Selected extract:

◇ ◇ ◇ ◇ ◇ ◇ ◇

Minister of Colonization, Industry and Commerce
- In office 26 April 1853 – 1855
- President: Antonio López de Santa Anna

Chargé d'affaires of Mexico to the United States (ad interim)
- In office 3 February 1842 – 25 October 1842
- Preceded by: Francisco Pizarro Martínez
- Succeeded by: Juan Nepomuceno Almonte

Personal details
- Born: 16 March 1803 Zacualpan
- Died: 8 February 1882 (aged 78) Tacuba, Mexico City
- Parent(s): Juan Felipe Velázquez de León and María Guadalupe Álvarez y Güitian (married on 24 October 1782)
- Alma mater: Royal College of Mining (1817–1821)
- Signature: Signature of Joaquin Velazquez de Leon

= Joaquín Velázquez de León =

Mexican politician and diplomat (1903–1882)

Joaquín Velázquez de León (16 March 1803 – 8 February 1882) was a 19th-century conservative politician of Mexico who served as the founding Minister of Colonization, Industry and Commerce (1853–1855) in the cabinet of Antonio López de Santa Anna, as minister of State of Emperor Maximilian of Mexico (1864–1866) and as chargé d'affaires (ad interim) of Mexico to the United States (1842).

==Biography==

Velázquez was born on 16 March 1803 in Zacualpan to Juan Felipe Velázquez de León, cousin of the scientist and lawyer, Joaquín Velázquez Cárdenas y León, and María Guadalupe Álvarez y Güitian, granddaughter of Francisco de Alarcón y Ocaña, secretary of the Spanish Viceroy and Royal Official of Veracruz (in Secretario del Virreinato y Oficial Real de Veracruz).

◇ ◇ ◇ ◇ ◇ ◇ ◇

Dataset excerpt:
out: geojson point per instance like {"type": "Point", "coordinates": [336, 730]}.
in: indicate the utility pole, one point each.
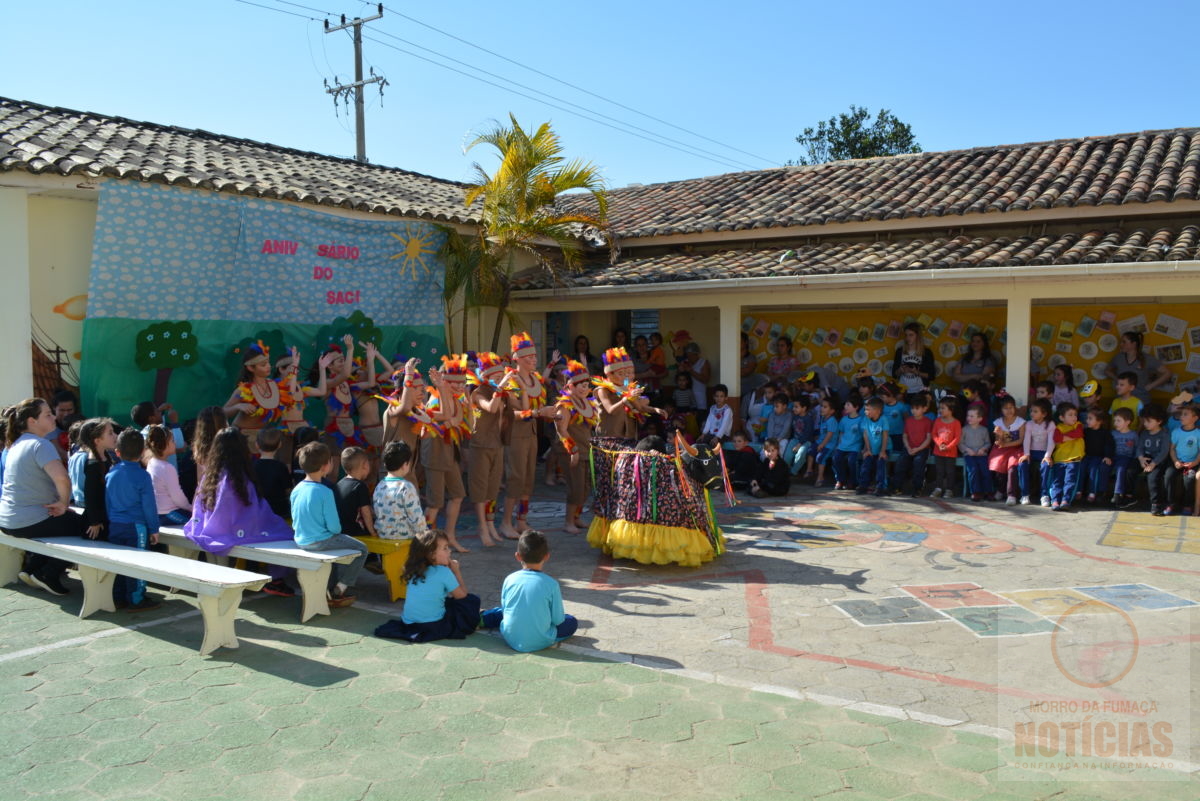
{"type": "Point", "coordinates": [342, 91]}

◇ ◇ ◇ ◇ ◇ ◇ ◇

Problem to work on:
Continue the biography of Joaquín Velázquez de León, starting after its final sentence.

Response to the task:
He enrolled at the Royal College of Mining on 26 February 1817 but suspended his studies on 1 July 1821 to join the 1st American Battalion (formerly, Regiment of the New Spain) of Agustín de Iturbide. He was awarded the Cross of Azcapotzalco for his services during the Battle of Azcapotzalco (19 August 1821) and on 9 February 1822 he was appointed Second Lieutenant in the then recently created Engineers Corps. On 20 July 1822, he was promoted to First Lieutenant and on 23 January 1823, he began to teach Mathematics to the members of the Corps.

Velázquez suffered from blindness during the last 13 months of his life, after damaging his optical nerves while doing a demonstration with one of his telescopes. He died on 8 February 1882 in Tacuba, then a suburb of Mexico City, after suffering three days from pneumonia.

The icteria velazquezi, a variety of the yellow-breasted chat classified by Charles Lucien Bonaparte in 1837, is named after him.

==Works==
- Reglamento y arancel de corredores para la plaza de México. (1854)
- Reglamento interior para la Escuela Especial de Comercio (1854)
- Notas a las nuevas ordenanzas de minas, puestas para su mejor inteligencia (1875)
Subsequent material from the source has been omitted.